▶ Short problem:
Please convert every line of the records below into a numbered list, skipping blank lines and leaving the pictures out.

** start Information provided **

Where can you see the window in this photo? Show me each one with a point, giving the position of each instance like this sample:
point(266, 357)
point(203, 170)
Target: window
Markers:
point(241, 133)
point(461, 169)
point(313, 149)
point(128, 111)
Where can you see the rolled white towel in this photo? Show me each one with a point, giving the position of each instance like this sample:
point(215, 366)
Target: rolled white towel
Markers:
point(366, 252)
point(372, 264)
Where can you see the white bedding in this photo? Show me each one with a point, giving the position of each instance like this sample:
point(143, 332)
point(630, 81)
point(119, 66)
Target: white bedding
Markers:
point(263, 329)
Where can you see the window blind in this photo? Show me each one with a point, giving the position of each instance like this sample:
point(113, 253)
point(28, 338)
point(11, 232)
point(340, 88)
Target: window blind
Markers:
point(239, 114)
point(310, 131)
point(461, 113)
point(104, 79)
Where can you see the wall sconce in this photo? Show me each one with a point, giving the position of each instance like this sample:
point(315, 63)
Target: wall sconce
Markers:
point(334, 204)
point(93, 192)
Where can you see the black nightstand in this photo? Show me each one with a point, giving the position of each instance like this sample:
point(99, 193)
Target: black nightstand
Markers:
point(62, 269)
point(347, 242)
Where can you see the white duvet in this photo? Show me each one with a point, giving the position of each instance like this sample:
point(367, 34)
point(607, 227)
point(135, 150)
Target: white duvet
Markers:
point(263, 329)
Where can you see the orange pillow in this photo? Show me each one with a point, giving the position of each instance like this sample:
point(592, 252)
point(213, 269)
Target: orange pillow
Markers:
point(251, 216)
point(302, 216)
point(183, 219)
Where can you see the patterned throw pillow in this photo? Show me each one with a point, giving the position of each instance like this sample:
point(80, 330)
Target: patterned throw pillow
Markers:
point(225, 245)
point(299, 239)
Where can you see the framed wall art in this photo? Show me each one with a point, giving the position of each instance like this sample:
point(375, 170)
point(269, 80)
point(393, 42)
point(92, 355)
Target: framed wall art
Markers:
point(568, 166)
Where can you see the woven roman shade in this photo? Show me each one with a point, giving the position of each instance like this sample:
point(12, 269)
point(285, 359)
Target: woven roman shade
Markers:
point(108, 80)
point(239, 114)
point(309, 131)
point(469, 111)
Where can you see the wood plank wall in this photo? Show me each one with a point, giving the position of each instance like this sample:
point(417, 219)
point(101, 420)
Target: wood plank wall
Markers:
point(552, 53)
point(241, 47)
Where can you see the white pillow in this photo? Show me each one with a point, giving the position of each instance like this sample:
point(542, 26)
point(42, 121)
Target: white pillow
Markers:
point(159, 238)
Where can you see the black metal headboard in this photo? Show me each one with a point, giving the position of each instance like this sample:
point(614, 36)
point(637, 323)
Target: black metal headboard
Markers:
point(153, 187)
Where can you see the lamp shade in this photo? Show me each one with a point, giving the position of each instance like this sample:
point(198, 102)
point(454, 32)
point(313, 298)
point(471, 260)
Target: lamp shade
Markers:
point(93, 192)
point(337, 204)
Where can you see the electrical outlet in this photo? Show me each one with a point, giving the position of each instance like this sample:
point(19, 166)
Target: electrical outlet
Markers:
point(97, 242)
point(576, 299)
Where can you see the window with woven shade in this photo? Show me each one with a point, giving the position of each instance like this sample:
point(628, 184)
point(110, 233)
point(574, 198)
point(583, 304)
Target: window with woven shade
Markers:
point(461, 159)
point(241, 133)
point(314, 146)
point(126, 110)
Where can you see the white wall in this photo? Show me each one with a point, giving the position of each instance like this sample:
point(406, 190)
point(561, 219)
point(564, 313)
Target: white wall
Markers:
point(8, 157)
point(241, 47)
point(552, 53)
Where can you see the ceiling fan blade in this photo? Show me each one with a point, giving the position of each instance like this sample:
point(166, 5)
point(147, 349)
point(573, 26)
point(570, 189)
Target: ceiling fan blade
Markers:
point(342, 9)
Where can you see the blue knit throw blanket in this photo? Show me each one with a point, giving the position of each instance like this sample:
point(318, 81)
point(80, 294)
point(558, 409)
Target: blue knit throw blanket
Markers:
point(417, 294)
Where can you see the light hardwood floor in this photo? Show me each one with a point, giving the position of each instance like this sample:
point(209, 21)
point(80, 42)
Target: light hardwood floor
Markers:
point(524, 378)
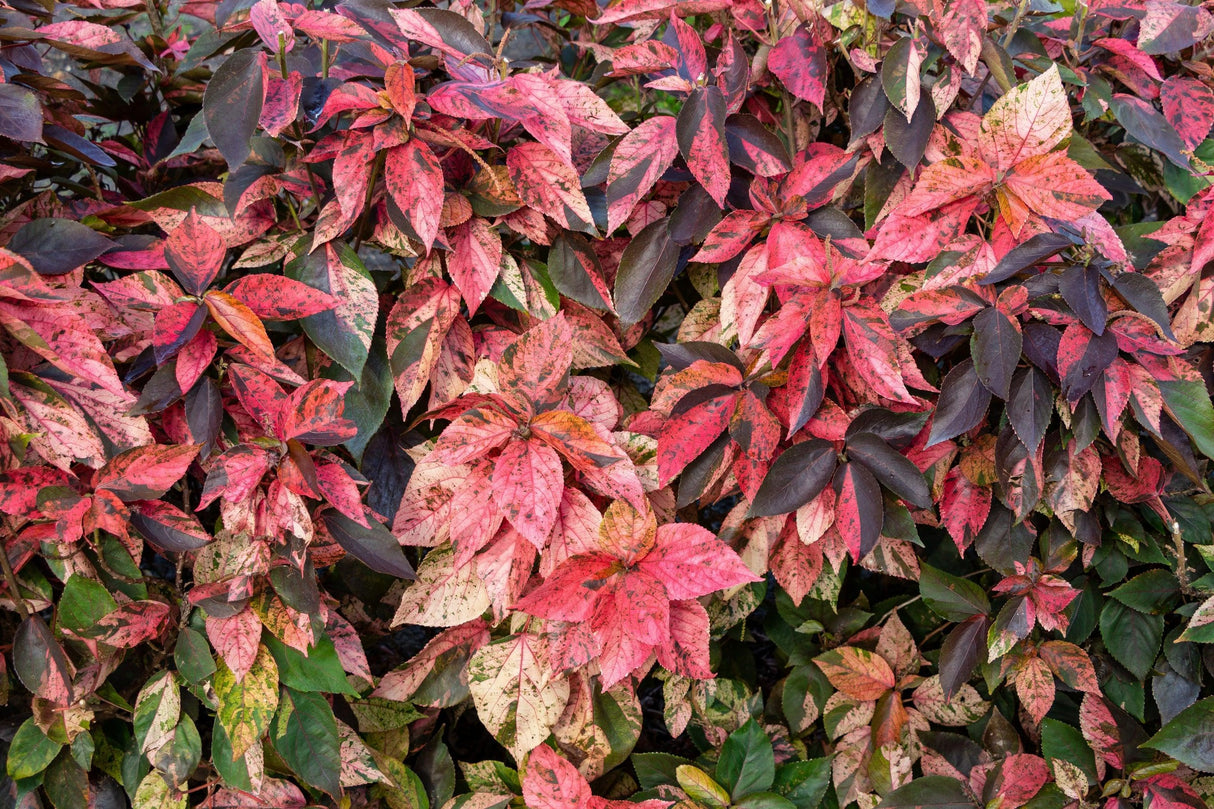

** end Information provided **

▶ Solution to the problem:
1. Where can you see the window in this photo? Show me each one with a point, giving the position of each instance like this sample:
2. point(266, 357)
3. point(203, 170)
4. Target: window
5. Markers:
6. point(241, 133)
7. point(461, 169)
8. point(313, 149)
9. point(128, 111)
10. Where can you see the rolled white towel in this photo? Show me each one with a point, giving the position of each instance like this sample:
11. point(215, 366)
12. Target: rolled white towel
13. Markers:
14. point(366, 252)
15. point(372, 264)
16. Where can you see the white bedding in this photo? Show me each one with a point, giving the position of each instance like this sample:
17. point(143, 332)
18. point(630, 81)
19. point(119, 66)
20. Target: white bedding
21. Markers:
22. point(263, 329)
23. Where can you see the window blind in this photo? Show me each one with a point, giving the position of each instance like this sample:
24. point(113, 253)
25. point(28, 338)
26. point(11, 232)
27. point(340, 88)
28. Target: window blind
29. Markers:
30. point(239, 114)
31. point(310, 131)
32. point(461, 113)
33. point(104, 79)
34. Where can you see the wall sconce in this photo? Show me each one with a point, giving the position of each instance like this sample:
35. point(315, 63)
36. Target: wall sconce
37. Markers:
38. point(334, 204)
39. point(93, 192)
40. Where can you see the black nightstand in this photo? Show me each one with a point, giving the position of each instance like this sample:
41. point(99, 193)
42. Target: black nightstand
43. Markers:
44. point(62, 269)
45. point(347, 242)
46. Where can you see the white duvet in this photo? Show me each one with a point, giving the position of each instance like this sample:
47. point(367, 34)
48. point(607, 227)
49. point(135, 150)
50. Target: white duvet
51. Markers:
52. point(263, 329)
53. Where can you see the orange pillow in this photo? Show me each one with a point, giving the position of each instance like this sample:
54. point(592, 252)
55. point(213, 269)
56. Target: orange pillow
57. Markers:
58. point(251, 216)
59. point(302, 216)
60. point(183, 219)
61. Where can you see the patterned throw pillow in this photo? Show me each one with a point, giving the position of each instance like this sample:
62. point(80, 330)
63. Target: patterned throw pillow
64. Markers:
65. point(225, 245)
66. point(299, 239)
67. Where can you see the framed wall art in this photo? Show me each one with a point, giving the position of each instance like this sample:
68. point(375, 170)
69. point(269, 80)
70. point(393, 42)
71. point(92, 355)
72. Target: framed wall art
73. Markers:
74. point(568, 166)
75. Where can you see the woven roman shade in this photo? Show me each one with a point, giving the position of each instance like this sample:
76. point(12, 269)
77. point(285, 359)
78. Target: woven roman shade
79. Markers:
80. point(108, 80)
81. point(239, 114)
82. point(309, 131)
83. point(469, 111)
84. Where can you see the wood plank wall in this photo? Show me each one with a point, giving the position of each instance like this sample:
85. point(417, 219)
86. point(101, 420)
87. Target: wood plank wall
88. Markers:
89. point(552, 53)
90. point(241, 47)
91. Where can you see the white pillow in this photo? Show me each one with a point, giving the position of each instance like this sample:
92. point(542, 26)
93. point(42, 121)
94. Target: white pillow
95. Markers:
96. point(159, 238)
97. Where can you see the black metal headboard in this photo? Show me each one with a point, giving the position of each instance like this sample:
98. point(614, 36)
99. point(637, 323)
100. Target: black metal headboard
101. Markers:
102. point(153, 187)
103. Where can you see the lamp shade in this photo? Show me each one with a point, giving the position of each instance like this sample:
104. point(198, 102)
105. point(454, 32)
106. point(313, 298)
107. point(471, 260)
108. Target: lamp shade
109. Markers:
110. point(93, 192)
111. point(337, 204)
112. Where can you see the electrical outlet in this photo? Show me each one with a point, giving the position of each instance like this sample:
113. point(19, 166)
114. Target: electrical outlet
115. Markers:
116. point(97, 242)
117. point(576, 299)
118. Where can you see the window with woven shade in this photo? Show me each one with a point, giving the position of each instance like this sample:
119. point(628, 184)
120. point(110, 233)
121. point(574, 198)
122. point(583, 304)
123. Target: window with woven shade
124. Markers:
125. point(461, 159)
126. point(241, 133)
127. point(314, 146)
128. point(126, 110)
129. Where can you see the white wall in this photo? Show me each one with a point, giving the position of each instance like this sample:
130. point(406, 190)
131. point(561, 219)
132. point(564, 313)
133. Target: white wall
134. Markers:
135. point(8, 157)
136. point(241, 47)
137. point(552, 53)
138. Where can you see the ceiling fan blade in this photo? Show me each one with a point, giving the position of each instance like this sample:
139. point(166, 5)
140. point(147, 349)
141. point(573, 26)
142. point(570, 189)
143. Target: ceiling fan blade
144. Markers:
145. point(342, 9)
146. Where can you see the blue knit throw blanket in this photo? Show me each one with a point, giving the position of each instance like this sample:
147. point(318, 81)
148. point(80, 294)
149. point(558, 409)
150. Target: blue knit throw blanket
151. Markers:
152. point(417, 294)
153. Where can you see the light hardwood floor in this photo? Show me each one with a point, giving the position of each instance like this sample:
154. point(209, 21)
155. point(80, 42)
156. Target: light hardwood floor
157. Markers:
158. point(524, 378)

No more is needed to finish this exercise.